* _SUPPLIED MATERIAL_

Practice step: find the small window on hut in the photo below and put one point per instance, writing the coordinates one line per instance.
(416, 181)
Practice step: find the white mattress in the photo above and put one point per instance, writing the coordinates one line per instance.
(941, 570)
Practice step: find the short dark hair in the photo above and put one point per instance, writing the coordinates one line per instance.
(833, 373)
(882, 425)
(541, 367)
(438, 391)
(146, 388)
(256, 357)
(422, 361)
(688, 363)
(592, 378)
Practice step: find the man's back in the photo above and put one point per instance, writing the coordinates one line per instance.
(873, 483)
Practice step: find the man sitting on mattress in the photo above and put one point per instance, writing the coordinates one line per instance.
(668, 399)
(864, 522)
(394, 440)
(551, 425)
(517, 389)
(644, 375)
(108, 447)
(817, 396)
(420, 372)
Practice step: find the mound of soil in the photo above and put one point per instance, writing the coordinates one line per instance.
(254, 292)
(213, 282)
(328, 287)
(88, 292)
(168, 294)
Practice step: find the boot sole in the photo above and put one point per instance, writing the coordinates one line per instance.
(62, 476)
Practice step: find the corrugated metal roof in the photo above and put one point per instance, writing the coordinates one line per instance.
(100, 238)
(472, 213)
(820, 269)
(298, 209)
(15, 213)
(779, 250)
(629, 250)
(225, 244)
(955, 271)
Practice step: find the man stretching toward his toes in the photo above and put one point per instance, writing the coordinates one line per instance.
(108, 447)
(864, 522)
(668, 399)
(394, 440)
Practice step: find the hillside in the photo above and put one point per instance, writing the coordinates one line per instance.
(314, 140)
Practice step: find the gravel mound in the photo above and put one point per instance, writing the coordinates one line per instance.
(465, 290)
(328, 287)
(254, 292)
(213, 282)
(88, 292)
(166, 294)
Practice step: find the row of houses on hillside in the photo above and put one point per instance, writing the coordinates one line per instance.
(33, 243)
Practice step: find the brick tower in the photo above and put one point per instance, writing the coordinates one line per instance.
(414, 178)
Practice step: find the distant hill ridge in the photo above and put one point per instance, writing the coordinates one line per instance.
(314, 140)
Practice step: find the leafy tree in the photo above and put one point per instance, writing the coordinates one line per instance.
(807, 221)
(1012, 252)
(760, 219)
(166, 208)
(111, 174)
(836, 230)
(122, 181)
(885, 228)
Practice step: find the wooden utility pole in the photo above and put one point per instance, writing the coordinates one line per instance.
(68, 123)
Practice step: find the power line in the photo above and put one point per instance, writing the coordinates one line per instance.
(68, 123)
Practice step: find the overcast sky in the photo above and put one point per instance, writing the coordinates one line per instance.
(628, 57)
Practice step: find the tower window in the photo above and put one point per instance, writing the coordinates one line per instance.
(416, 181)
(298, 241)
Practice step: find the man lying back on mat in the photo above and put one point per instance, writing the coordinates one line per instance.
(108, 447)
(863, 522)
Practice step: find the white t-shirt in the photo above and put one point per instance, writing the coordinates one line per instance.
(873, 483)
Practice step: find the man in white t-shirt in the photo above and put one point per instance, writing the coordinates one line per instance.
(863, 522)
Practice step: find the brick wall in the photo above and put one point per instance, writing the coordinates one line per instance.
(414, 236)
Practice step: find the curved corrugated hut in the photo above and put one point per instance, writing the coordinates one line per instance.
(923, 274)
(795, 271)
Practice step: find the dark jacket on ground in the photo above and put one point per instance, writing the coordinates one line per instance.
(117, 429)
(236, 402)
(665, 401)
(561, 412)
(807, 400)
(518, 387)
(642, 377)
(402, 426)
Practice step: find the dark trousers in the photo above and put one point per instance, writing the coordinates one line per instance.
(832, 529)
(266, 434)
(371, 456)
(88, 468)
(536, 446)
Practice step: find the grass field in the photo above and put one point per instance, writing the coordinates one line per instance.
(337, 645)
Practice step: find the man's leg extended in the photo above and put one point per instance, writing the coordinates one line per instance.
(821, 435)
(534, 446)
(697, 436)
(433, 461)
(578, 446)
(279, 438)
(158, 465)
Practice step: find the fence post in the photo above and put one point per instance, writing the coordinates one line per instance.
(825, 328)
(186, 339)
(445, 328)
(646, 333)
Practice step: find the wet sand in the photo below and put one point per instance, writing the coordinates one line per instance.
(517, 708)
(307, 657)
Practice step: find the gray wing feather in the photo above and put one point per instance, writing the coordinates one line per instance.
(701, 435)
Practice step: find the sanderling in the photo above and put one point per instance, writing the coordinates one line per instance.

* _WORK ITEM_
Write out the entire listing above once more. Keep it exact.

* _SOLVED PROBLEM_
Practice step: find the small window on hut in the photo below and put one point per instance, writing the coordinates one line per instance.
(416, 181)
Practice step: find the white mattress in the photo above and put one point per instance, writing the coordinates one line per instance.
(941, 570)
Practice step: find the short dark hair in the photo above and put one point per instance, writing the coordinates one line per instance.
(833, 373)
(882, 425)
(541, 367)
(438, 391)
(146, 388)
(256, 357)
(422, 361)
(688, 363)
(592, 378)
Practice step: find the man's back in the photo above and put one point per instance, writing the coordinates one line per instance.
(873, 483)
Practice step: find the man sitting on mattress in the photo above and put one point per instance, writing the coordinates one line per instance.
(668, 399)
(864, 522)
(394, 440)
(551, 425)
(517, 389)
(644, 375)
(108, 447)
(817, 396)
(420, 372)
Practice step: find the mound of soil in the photo above and put one point per instance, writing the coordinates one line per instance.
(254, 292)
(213, 282)
(328, 287)
(88, 292)
(168, 294)
Practice step: find the boot sole in the photo above and put one point per instance, writing the coordinates one line per instance.
(62, 476)
Practice step: find the corrugated metal roof in the photo above and put one point per instance, writing the coordinates one line per instance.
(100, 238)
(472, 213)
(820, 269)
(298, 209)
(15, 213)
(779, 250)
(629, 250)
(225, 244)
(955, 271)
Practice step: find the man stretching toward his toes in the photo above and put one point per instance, writing the coordinates one line per instance.
(108, 447)
(864, 522)
(668, 399)
(394, 440)
Practice step: find the hillside in the photo above and put one point per instance, writing the coordinates one line per instance.
(314, 140)
Practice step: find the gravel mound in the photo above and put one point per instance, writing the coordinates one line per instance.
(465, 290)
(328, 287)
(254, 292)
(213, 282)
(88, 292)
(166, 294)
Practice step: find the row of houses on hillside in the photo above and put one point per instance, writing the coordinates one line per instance.
(33, 243)
Practice step: find the brick tower in the photo above and put one point per instance, writing the coordinates one line per instance.
(414, 178)
Practice step: find the distant hill ridge in the photo above and put one point per instance, writing the coordinates one line per instance.
(314, 140)
Practice step: find the leafy tree in the photo above and put one point per instance, writing the coordinates one line per instance.
(807, 221)
(1012, 252)
(760, 219)
(166, 208)
(111, 174)
(836, 230)
(122, 181)
(885, 228)
Practice step: find the wooden utility pole in the photo above and put one point per instance, writing the coordinates one line per instance.
(68, 123)
Practice step: find the power line in the photo above and put one point per instance, writing the coordinates one line per instance.
(68, 123)
Practice step: find the overcast sky in the photo above and put one point per instance, writing the coordinates one line per instance.
(628, 57)
Practice step: find the tower window in the photo above and put one point per instance, writing the coordinates one line per instance.
(416, 181)
(298, 241)
Practice step: find the man lying back on mat in the photo above and put one point per instance, writing the coordinates one line per instance.
(108, 447)
(863, 522)
Practice step: find the white t-shirt in the photo above and put one point per instance, writing the coordinates one line per instance.
(873, 483)
Practice step: find the man in white t-shirt in the photo above and put one point per instance, writing the coordinates one line per instance.
(863, 522)
Practice step: find the brick wall in the photo above and put one point per instance, writing the coordinates one line per instance.
(414, 236)
Practice step: find the curved corrugated hut in the photo above and put one point per instance, writing the coordinates one line per instance.
(923, 274)
(795, 271)
Practice step: find the dark jacket on ground in the photo above and put one point per instance, writing the coordinates one line per instance.
(117, 429)
(236, 402)
(665, 401)
(561, 412)
(807, 400)
(518, 387)
(642, 377)
(402, 426)
Practice step: find the dark trousers in the photo above and put one point per instance, writing the coordinates one line per instance.
(832, 529)
(266, 434)
(371, 456)
(88, 468)
(536, 446)
Practice step: find the grass field in the photo above and put one point per instance, writing the coordinates one line per instance.
(337, 645)
Practice step: find the man's leg extended in the photo above and put one point per instance, writing the coordinates one line per instance.
(821, 435)
(534, 446)
(697, 436)
(433, 461)
(578, 446)
(279, 438)
(158, 465)
Practice step: find the fence post in the photo above and put one point per instance, writing the coordinates one line per instance.
(825, 328)
(186, 339)
(445, 328)
(646, 333)
Practice step: find the wet sand in the photo below and put one point per instance, writing the coordinates one line per instance.
(517, 708)
(307, 657)
Practice step: find the gray wing feather in the photo above and put one point per instance, writing the coordinates one line per instance.
(701, 435)
Practice step: find the sanderling in the photo above and put one point per instance, writing the coordinates one line per instance.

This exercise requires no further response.